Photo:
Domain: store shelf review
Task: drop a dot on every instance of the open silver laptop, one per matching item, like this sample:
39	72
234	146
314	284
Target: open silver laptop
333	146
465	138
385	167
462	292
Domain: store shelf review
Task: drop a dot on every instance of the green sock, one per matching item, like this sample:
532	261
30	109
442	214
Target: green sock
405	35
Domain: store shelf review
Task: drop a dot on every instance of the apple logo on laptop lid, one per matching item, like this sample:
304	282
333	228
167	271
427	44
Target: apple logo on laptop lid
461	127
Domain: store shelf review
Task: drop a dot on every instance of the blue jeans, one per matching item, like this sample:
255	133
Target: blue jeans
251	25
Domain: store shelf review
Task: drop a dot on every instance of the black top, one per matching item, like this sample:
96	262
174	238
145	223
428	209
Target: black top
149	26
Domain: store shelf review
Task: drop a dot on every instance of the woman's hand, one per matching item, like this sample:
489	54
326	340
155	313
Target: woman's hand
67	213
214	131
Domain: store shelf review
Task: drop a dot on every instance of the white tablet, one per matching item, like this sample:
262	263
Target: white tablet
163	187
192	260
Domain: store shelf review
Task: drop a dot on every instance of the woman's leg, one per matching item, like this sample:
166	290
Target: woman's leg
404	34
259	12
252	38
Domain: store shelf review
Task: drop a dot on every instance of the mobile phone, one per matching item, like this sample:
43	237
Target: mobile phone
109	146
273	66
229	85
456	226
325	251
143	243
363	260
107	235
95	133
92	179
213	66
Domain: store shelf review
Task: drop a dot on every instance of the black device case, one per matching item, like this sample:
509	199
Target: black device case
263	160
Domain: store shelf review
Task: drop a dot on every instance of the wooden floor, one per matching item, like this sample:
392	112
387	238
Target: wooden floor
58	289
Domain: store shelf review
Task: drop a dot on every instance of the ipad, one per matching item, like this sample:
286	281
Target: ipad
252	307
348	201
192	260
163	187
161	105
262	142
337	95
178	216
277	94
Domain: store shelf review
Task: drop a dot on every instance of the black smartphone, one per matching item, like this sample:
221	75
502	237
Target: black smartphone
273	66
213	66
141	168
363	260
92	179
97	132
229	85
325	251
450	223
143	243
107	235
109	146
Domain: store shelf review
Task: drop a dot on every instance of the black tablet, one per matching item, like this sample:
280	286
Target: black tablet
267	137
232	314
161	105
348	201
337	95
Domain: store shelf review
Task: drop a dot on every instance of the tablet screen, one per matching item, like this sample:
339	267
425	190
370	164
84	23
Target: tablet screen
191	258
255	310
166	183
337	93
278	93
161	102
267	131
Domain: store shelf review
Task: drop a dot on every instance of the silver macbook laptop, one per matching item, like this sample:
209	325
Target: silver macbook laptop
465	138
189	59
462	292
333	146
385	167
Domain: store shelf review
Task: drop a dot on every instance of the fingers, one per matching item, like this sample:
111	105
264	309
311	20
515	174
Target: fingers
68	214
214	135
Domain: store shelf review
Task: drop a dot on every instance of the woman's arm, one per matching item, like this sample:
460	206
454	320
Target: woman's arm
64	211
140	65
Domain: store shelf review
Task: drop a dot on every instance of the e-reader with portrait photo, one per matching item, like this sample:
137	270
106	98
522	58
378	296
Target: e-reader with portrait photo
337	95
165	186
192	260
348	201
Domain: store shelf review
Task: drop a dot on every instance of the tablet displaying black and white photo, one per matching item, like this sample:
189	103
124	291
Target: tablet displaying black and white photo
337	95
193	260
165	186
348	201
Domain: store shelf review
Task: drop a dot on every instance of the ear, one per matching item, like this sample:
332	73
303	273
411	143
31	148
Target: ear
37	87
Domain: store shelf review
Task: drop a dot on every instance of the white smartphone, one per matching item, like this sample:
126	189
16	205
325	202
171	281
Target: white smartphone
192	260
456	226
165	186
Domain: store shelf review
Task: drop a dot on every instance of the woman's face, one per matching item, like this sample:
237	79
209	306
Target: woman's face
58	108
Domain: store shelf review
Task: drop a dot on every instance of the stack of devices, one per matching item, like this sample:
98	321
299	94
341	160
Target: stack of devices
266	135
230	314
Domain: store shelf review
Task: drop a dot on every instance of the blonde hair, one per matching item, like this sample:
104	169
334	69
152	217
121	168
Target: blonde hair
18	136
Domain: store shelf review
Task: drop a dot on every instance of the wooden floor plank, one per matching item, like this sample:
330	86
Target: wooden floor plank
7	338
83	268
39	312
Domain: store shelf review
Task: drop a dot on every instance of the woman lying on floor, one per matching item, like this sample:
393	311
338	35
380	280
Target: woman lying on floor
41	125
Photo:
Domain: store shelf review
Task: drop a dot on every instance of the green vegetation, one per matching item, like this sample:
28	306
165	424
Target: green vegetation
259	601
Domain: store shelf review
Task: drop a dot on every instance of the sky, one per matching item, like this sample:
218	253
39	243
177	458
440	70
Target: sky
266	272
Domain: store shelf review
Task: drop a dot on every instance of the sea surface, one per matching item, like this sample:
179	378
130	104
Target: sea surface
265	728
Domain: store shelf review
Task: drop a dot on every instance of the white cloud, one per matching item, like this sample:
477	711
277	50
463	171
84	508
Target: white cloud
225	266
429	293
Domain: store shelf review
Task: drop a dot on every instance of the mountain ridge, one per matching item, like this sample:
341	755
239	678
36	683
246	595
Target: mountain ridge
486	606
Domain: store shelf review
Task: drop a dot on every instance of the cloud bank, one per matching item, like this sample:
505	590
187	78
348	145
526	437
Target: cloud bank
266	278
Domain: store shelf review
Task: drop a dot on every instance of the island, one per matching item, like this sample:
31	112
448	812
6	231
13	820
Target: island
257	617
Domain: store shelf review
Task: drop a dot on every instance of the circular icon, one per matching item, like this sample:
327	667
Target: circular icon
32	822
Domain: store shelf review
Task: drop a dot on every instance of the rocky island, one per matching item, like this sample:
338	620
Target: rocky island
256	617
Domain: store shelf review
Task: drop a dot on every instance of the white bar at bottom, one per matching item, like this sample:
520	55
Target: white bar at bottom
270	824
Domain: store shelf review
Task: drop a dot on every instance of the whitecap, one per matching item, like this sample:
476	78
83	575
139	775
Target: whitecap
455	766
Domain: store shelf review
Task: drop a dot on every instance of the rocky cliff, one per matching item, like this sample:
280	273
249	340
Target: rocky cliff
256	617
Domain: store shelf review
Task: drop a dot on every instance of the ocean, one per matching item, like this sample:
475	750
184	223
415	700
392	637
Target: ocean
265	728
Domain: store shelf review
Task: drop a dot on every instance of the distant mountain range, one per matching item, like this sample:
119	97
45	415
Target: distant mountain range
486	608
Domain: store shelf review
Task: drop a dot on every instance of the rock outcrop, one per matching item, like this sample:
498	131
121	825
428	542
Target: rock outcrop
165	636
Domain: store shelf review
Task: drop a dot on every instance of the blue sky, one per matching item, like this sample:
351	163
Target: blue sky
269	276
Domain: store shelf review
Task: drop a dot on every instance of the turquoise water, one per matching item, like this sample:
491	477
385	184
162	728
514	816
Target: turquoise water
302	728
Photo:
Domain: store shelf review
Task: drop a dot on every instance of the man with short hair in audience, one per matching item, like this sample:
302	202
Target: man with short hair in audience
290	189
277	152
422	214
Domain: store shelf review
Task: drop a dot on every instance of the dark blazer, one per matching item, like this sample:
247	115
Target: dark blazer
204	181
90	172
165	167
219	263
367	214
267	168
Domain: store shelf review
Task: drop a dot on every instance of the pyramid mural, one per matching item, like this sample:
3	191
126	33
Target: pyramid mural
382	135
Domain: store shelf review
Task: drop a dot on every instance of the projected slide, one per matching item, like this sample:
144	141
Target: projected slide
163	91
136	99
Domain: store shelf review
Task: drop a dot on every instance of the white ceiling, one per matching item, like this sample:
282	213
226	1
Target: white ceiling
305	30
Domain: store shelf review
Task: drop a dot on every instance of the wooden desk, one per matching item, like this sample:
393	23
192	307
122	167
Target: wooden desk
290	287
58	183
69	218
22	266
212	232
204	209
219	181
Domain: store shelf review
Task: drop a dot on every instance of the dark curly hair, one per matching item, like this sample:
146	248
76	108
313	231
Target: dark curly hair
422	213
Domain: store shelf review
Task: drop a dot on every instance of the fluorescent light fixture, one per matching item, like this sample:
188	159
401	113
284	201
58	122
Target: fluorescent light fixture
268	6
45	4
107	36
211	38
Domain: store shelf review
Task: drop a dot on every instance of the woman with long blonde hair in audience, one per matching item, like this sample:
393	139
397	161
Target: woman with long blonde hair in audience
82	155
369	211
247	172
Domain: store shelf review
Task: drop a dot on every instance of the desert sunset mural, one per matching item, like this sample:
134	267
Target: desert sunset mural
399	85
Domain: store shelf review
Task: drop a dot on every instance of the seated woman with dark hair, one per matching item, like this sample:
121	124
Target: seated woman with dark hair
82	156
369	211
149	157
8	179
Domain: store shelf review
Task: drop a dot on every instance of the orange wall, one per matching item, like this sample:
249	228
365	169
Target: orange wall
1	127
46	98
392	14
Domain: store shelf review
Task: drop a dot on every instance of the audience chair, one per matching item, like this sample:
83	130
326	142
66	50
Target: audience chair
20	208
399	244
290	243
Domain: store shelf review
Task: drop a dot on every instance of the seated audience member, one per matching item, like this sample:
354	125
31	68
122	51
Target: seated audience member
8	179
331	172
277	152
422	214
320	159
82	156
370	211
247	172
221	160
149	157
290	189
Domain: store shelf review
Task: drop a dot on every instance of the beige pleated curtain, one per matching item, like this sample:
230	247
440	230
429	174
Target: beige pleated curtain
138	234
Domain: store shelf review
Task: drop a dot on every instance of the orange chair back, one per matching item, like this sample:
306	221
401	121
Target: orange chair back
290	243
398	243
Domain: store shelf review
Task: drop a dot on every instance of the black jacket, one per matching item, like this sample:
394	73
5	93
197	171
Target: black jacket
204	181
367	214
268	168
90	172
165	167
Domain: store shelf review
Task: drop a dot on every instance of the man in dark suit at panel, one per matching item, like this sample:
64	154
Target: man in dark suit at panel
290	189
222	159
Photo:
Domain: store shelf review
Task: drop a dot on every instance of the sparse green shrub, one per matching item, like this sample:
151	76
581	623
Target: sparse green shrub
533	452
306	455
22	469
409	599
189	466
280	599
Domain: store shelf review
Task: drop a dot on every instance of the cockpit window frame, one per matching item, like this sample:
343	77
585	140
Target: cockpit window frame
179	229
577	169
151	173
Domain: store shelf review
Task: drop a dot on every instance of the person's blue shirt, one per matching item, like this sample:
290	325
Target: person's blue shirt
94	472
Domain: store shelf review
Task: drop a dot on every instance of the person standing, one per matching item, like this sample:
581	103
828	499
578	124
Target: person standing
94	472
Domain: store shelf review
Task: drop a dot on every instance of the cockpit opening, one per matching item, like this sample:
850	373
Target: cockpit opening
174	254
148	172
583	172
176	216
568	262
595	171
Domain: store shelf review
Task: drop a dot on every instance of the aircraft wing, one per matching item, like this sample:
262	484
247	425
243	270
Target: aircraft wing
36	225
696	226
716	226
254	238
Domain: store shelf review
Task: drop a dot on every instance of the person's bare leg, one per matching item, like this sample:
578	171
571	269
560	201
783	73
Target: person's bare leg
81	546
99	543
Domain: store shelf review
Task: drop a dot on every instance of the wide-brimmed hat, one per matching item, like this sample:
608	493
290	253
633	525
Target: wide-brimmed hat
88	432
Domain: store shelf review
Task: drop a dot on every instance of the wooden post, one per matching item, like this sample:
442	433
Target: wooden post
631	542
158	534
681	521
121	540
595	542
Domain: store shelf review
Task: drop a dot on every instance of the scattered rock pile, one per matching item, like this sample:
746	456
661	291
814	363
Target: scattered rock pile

● ● ●

● What is being asked
How many of the lines above contain the string "macbook"? Reply with the number alone.

● Response
2